Reproduce every entry below precisely; do not include the pictures.

Location annotation dataset excerpts
※ ※ ※

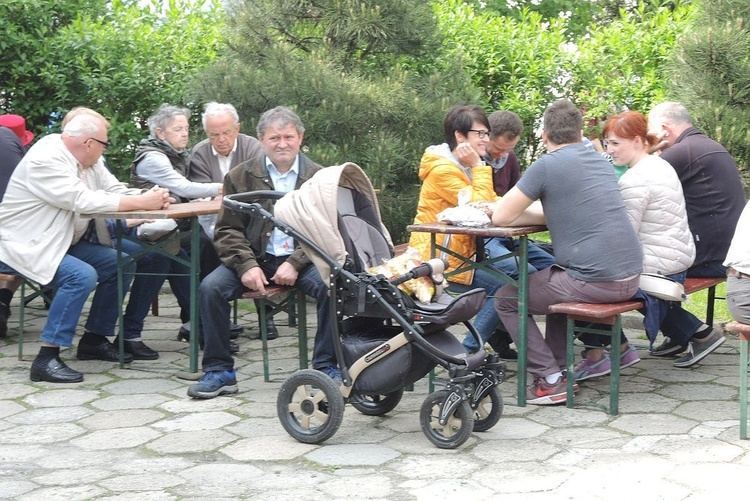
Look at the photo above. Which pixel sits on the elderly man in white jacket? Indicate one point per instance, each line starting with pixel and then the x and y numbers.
pixel 41 238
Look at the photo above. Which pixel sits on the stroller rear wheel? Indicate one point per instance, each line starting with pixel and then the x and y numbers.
pixel 375 405
pixel 310 406
pixel 457 428
pixel 488 410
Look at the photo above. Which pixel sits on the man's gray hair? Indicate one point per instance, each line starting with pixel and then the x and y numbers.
pixel 83 124
pixel 214 109
pixel 671 112
pixel 281 116
pixel 164 116
pixel 563 122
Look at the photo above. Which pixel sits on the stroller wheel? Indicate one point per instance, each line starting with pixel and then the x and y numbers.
pixel 488 410
pixel 457 428
pixel 310 406
pixel 375 405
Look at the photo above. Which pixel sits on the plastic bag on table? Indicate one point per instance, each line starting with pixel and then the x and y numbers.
pixel 464 215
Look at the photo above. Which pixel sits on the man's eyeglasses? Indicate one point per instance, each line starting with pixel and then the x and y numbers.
pixel 106 144
pixel 481 133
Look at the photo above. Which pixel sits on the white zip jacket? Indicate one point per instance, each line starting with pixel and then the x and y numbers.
pixel 42 204
pixel 656 207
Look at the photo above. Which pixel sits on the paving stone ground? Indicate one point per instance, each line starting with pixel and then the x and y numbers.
pixel 133 434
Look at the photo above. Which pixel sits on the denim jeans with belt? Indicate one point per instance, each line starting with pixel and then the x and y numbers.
pixel 81 269
pixel 223 285
pixel 486 321
pixel 499 246
pixel 680 325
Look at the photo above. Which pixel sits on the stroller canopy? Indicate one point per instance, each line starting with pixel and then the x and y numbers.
pixel 316 210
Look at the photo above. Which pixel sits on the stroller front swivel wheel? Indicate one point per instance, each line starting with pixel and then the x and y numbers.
pixel 310 406
pixel 376 405
pixel 455 431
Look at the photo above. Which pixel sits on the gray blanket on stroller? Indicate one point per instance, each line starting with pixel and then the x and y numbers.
pixel 313 210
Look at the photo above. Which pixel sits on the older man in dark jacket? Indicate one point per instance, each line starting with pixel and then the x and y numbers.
pixel 714 199
pixel 255 254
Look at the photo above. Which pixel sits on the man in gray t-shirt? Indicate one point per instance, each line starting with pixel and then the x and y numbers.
pixel 598 254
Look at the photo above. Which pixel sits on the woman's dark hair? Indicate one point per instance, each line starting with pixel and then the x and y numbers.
pixel 461 119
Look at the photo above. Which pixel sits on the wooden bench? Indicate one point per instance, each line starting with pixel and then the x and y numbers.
pixel 293 302
pixel 698 284
pixel 743 331
pixel 610 314
pixel 606 313
pixel 37 290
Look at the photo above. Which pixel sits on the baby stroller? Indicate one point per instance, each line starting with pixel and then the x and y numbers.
pixel 385 340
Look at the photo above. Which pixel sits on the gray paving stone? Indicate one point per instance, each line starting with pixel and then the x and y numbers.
pixel 142 401
pixel 50 415
pixel 10 408
pixel 196 421
pixel 352 455
pixel 77 493
pixel 13 489
pixel 116 438
pixel 105 420
pixel 193 441
pixel 61 398
pixel 134 386
pixel 273 448
pixel 40 433
pixel 142 482
pixel 67 477
pixel 132 434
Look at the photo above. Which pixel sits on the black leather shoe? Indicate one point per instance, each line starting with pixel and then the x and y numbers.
pixel 271 331
pixel 103 351
pixel 139 350
pixel 54 371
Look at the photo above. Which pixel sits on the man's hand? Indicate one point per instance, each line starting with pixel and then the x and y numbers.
pixel 255 279
pixel 286 274
pixel 661 144
pixel 132 223
pixel 156 198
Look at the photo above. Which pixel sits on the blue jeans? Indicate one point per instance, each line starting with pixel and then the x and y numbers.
pixel 223 285
pixel 84 266
pixel 152 269
pixel 538 258
pixel 680 325
pixel 486 321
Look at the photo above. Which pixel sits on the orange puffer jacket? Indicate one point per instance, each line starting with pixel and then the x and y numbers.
pixel 442 178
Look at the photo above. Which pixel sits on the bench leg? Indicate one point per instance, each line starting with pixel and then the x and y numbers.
pixel 571 363
pixel 710 306
pixel 744 347
pixel 301 325
pixel 614 356
pixel 263 337
pixel 21 319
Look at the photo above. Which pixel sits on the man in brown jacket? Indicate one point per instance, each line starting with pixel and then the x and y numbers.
pixel 254 254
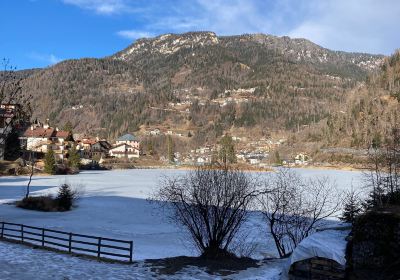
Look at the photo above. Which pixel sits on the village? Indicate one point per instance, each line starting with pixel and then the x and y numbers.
pixel 39 138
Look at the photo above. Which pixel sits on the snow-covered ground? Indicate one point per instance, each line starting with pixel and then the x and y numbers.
pixel 19 262
pixel 114 205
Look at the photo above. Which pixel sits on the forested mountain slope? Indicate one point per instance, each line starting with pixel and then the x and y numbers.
pixel 252 82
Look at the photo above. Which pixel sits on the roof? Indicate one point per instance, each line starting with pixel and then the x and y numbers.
pixel 39 132
pixel 127 137
pixel 330 244
pixel 123 144
pixel 62 134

※ ※ ※

* Correct response *
Look at the photo above. Which pixel sits on the elderly man in white jacket? Indicate one point per instance, each line starting with pixel and then the x and y numbers.
pixel 41 238
Look at the photo above. Which pixel sits on the stroller rear wheel? Indicate one point per instance, each line starting with pixel and then the x and y numbers.
pixel 375 405
pixel 310 406
pixel 457 428
pixel 488 410
Look at the photo above. Which pixel sits on the man's gray hair? Indicate one point per instance, each line starting with pixel and then the x and y numbers.
pixel 83 124
pixel 214 109
pixel 671 112
pixel 281 116
pixel 164 116
pixel 563 122
Look at the photo above. Which pixel sits on the stroller wheel? Indicate one point per instance, each line starting with pixel and then the x and y numbers.
pixel 488 410
pixel 457 428
pixel 310 406
pixel 375 405
Look at the photo above. Which pixel sits on the plastic bag on table? Indicate one point per instance, each line starting with pixel and then the x and y numbers.
pixel 464 215
Look at the photo above. Which pixel sits on the man's eyeglasses? Indicate one point per instance, each line starting with pixel and then the x and y numbers.
pixel 106 144
pixel 481 133
Look at the photo above. Which pixel sits on the white zip jacket? Indicate one point per instance, each line starting with pixel and then the x and y numbers.
pixel 42 204
pixel 656 207
Look at the photo above. Which pixel sits on the paving stone ground? Indicate one point per instance, each line starting with pixel and then the x and y numbers.
pixel 133 434
Look at the photo above. Which pixel sits on the denim jeans with belt? Indicate one point per instance, each line starting with pixel and then the x and y numbers.
pixel 81 269
pixel 223 285
pixel 486 321
pixel 499 246
pixel 680 325
Look at the photo above. Which pixel sits on the stroller canopy? Indicate one point per instance, each line starting with pixel and then the x and y numbers.
pixel 316 210
Look at the photo above. Which pixel sits on the stroller front swivel wheel? Indicate one point per instance, each line starting with pixel and then the x and y numbers.
pixel 310 406
pixel 376 405
pixel 455 431
Look at the photo above. Which pixel sits on the gray blanket on stroller? Indicate one point per instance, each line starting with pixel and then the x and y numbers.
pixel 313 210
Look at the photo above. Which pixel sits on the older man in dark jacket? Indicate one point per instance, each line starting with pixel and then the x and y numbers.
pixel 714 199
pixel 255 254
Look at the photo above. Which pixel sits on the man in gray t-shirt? Indicate one point per instance, each line starting with pixel and then the x and y numbers.
pixel 598 254
Look at the photo above. Which pixel sits on the woman's dark hair? Indicate one point per instance, each line starting with pixel and then the x and y numbers.
pixel 461 119
Look at the photo above. Which pixel sits on the wooden bench? Indicate one point per instance, each line starting with pixel and then the x and y numbers.
pixel 293 302
pixel 698 284
pixel 743 331
pixel 610 314
pixel 606 313
pixel 37 290
Look at the photo above. Which pixel sits on the baby stroller? Indicate one point per instance, each line starting with pixel and then the x and y numbers.
pixel 385 340
Look at the photo above. Which pixel sits on the gray paving stone? Indicate one point per instance, each line starting with pixel and then the x and y numbers.
pixel 142 401
pixel 50 415
pixel 10 408
pixel 196 421
pixel 352 455
pixel 77 493
pixel 13 489
pixel 116 438
pixel 105 420
pixel 193 441
pixel 61 398
pixel 134 386
pixel 273 448
pixel 40 433
pixel 142 482
pixel 67 477
pixel 132 434
Look at the photo above. Which pixel sits on the black leather shoe? Indicate one point per instance, each line starting with pixel and then the x and y numbers.
pixel 271 331
pixel 103 351
pixel 139 350
pixel 54 371
Look at the photo above. Which pixel sits on the man's hand? Indicate one point per instance, each line starting with pixel and then the x and y numbers.
pixel 255 279
pixel 286 274
pixel 661 144
pixel 132 223
pixel 156 198
Look at the photo above. Which pixel sits on the blue jeans? Indicate one point per instance, each line starting with pixel and then the x and y numbers.
pixel 223 285
pixel 84 266
pixel 152 269
pixel 538 258
pixel 680 325
pixel 486 321
Look at the photo above. Which pixel sits on the orange puffer jacket? Indicate one point per instance, each line starting with pixel and then the x and y numbers.
pixel 442 178
Look at the photo above. Which pixel sits on the bench leg? Indicate one point per instance, each line starting with pixel and then the x and y numbers.
pixel 571 363
pixel 710 306
pixel 744 347
pixel 301 325
pixel 614 356
pixel 263 337
pixel 21 319
Look at the photo above. Which pixel sits on the man in brown jacket? Indicate one point per instance, each line starting with pixel and then the x and y numbers.
pixel 254 254
Look at the photo above. Which pixel sits on the village? Indicate one point per instance, each line starting with pixel and then the x and y numbers.
pixel 39 138
Look at the photo above. Which pixel sits on the snow-covered ground? Indicate one point per instance, each line starting with pixel and then the x and y numbers.
pixel 19 262
pixel 114 205
Look at the photo above. Which pixel sits on the forested mountain slope? Indicate one point per instance, each line starting with pixel and then the x and y numbers.
pixel 252 82
Look at the photo above. Which pixel sits on the roof? Indicate one point per instance, each line starting with pixel and then the x and y numbers.
pixel 39 132
pixel 127 137
pixel 330 244
pixel 123 144
pixel 62 134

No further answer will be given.